Given task – Reproduce the material below word for word, keeping every line in its original order.

(Raw material)
○ ○ ○ ○ ○ ○ ○
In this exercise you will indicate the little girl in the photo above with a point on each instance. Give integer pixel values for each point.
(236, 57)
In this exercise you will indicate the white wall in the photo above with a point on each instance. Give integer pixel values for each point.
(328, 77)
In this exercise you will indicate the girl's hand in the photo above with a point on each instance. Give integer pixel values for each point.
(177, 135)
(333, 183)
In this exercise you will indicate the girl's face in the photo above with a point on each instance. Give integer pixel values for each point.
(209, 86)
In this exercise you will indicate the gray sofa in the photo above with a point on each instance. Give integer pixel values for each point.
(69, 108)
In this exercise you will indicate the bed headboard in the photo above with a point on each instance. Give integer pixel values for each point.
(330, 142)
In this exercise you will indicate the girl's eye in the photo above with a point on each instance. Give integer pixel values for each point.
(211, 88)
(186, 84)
○ ○ ○ ○ ○ ○ ○
Problem solution –
In this exercise you will indicate the little girl in the photo above with a point on each instance. Give integer pixel values for each point.
(236, 57)
In this exercise you will indicate the white wall in the photo above with a point on each instance. Give integer pixel values for each point.
(328, 77)
In this exercise you will indicate the girl's hand in the photo above with a point on each instance. Give integer pixel values for each point.
(177, 135)
(333, 183)
In this exercise you will indicate the girl's face in the photo above with a point on each instance. Give integer pixel values for each point.
(209, 86)
In this exercise you will indicate the gray sofa in the photo above with a point on each instance. Give integer pixel values for each point.
(69, 108)
In this exercise you will indicate the bed headboard in the photo above with a point on each instance. Give integer pixel values for each point.
(330, 142)
In this exercise you will indicate the girl's eye in the photo above with a point on each instance. Give integer pixel values for each point.
(211, 88)
(186, 84)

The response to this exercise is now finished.